▶ _Data provided_
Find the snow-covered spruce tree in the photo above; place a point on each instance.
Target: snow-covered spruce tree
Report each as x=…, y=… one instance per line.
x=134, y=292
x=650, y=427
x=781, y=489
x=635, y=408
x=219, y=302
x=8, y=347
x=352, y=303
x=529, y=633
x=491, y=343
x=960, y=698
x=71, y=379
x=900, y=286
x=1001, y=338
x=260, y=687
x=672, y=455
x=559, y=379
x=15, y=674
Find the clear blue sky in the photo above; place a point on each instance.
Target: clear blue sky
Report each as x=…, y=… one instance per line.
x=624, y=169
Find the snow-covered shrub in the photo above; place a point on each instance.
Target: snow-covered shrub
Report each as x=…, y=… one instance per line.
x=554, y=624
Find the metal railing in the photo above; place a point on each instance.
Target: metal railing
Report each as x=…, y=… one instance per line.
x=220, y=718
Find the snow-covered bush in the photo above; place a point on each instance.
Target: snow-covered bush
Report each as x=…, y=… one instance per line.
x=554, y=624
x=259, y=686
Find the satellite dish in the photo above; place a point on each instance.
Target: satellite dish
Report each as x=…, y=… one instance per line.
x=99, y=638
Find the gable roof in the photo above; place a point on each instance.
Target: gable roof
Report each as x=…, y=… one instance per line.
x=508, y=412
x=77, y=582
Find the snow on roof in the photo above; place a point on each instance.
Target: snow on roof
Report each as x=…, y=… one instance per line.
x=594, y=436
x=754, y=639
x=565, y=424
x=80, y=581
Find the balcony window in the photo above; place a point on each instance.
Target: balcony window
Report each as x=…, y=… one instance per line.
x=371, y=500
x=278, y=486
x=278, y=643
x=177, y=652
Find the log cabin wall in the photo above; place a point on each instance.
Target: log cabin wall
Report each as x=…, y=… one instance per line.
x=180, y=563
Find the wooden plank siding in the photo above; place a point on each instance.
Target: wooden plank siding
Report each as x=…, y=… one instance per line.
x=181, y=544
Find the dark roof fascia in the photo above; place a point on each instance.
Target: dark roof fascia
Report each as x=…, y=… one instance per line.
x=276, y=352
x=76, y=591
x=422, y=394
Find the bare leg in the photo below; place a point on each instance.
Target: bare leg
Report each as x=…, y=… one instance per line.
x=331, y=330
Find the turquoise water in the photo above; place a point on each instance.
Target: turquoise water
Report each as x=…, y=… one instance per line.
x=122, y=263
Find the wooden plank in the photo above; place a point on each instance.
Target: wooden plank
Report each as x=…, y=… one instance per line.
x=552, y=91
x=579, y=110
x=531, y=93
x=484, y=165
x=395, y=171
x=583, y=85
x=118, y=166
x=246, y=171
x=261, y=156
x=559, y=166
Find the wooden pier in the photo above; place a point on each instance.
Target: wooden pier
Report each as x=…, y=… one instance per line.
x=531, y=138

▶ _Required work_
Quote exactly and only the lines from the one holding "Find the dark" through the end of the data.

▶ _Solution to the problem_
Find the dark roof fascia in the photo above; place a point on each instance.
Target: dark roof fascia
Report each as x=…, y=… one instance per line.
x=276, y=352
x=76, y=591
x=422, y=394
Find the bare leg in the photo below; place a point on each instance.
Target: bare leg
Report each as x=…, y=… one instance per line.
x=331, y=330
Find the turquoise water in the photo above; place a point on each instance.
Target: turquoise water
Report each as x=…, y=… one instance per line.
x=122, y=263
Find the wooden plank in the photo above; place a point on each instance.
Target: wooden plank
Report each as x=…, y=… one instance per line.
x=552, y=91
x=579, y=110
x=531, y=93
x=484, y=165
x=395, y=171
x=583, y=85
x=118, y=166
x=246, y=171
x=261, y=156
x=559, y=166
Find the wooden pier in the photo above; place a point on each instance.
Target: wooden pier
Report each as x=…, y=… one instance per line.
x=531, y=138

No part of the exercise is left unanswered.